BEGIN

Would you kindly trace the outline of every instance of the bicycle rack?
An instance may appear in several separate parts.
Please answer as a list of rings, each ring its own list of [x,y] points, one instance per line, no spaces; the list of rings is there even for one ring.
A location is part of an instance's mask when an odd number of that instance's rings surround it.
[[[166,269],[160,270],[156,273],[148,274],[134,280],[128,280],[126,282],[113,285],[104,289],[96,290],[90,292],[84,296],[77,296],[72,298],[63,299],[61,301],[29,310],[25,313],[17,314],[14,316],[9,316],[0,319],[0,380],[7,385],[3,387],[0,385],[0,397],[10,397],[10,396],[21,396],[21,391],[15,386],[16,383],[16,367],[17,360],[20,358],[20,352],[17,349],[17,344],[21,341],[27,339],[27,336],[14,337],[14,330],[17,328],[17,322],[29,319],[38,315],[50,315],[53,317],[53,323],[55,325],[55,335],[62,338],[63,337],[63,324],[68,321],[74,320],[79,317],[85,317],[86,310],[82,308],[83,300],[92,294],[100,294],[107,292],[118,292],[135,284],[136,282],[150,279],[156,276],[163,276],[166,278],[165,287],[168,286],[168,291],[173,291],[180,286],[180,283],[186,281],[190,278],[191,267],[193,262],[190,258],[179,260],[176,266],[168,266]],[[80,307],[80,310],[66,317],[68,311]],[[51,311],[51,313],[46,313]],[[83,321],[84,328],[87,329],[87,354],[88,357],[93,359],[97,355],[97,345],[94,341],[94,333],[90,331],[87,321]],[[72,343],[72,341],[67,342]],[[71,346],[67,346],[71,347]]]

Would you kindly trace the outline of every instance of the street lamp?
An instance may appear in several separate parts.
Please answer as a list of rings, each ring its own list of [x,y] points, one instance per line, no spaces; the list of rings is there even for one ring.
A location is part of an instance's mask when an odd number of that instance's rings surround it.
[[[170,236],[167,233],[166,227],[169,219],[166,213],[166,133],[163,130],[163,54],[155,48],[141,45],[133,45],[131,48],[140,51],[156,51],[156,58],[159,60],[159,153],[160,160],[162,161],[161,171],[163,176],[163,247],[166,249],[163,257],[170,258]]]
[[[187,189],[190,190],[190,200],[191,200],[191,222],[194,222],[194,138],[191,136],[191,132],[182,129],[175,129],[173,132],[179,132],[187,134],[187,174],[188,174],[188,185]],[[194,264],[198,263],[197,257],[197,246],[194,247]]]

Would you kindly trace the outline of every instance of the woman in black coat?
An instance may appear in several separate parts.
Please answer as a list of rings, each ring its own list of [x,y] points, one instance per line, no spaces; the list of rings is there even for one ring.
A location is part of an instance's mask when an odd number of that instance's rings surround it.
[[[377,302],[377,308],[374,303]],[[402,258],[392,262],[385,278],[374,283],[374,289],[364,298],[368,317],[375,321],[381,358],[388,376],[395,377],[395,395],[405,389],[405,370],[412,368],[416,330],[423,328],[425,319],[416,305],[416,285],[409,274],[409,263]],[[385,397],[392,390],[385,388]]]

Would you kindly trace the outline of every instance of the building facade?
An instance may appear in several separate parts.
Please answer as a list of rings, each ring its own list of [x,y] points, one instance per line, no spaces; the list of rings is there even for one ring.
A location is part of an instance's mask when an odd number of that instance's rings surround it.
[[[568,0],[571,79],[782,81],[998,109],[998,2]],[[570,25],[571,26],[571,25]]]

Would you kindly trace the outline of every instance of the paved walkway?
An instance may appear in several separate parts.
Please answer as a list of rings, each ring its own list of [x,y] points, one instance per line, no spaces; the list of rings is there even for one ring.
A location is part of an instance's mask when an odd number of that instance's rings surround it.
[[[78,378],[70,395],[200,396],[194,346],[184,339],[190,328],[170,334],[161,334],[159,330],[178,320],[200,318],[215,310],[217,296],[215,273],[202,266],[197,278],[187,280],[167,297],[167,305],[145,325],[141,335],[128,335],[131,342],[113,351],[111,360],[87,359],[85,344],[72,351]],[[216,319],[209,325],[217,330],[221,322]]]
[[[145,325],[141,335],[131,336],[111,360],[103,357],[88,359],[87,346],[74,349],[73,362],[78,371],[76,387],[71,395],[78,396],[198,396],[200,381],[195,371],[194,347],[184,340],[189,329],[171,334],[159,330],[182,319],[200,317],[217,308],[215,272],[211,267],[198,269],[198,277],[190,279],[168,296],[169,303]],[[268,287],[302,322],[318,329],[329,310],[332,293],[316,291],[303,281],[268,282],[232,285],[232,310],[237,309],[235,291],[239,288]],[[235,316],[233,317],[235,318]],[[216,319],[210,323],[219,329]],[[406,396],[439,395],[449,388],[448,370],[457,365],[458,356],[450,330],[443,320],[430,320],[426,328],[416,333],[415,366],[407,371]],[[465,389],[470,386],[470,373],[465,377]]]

END

**WHAT IS EXPECTED**.
How many lines of the entries contain the word "every"? Only the number is wanted.

**THE ANSWER**.
5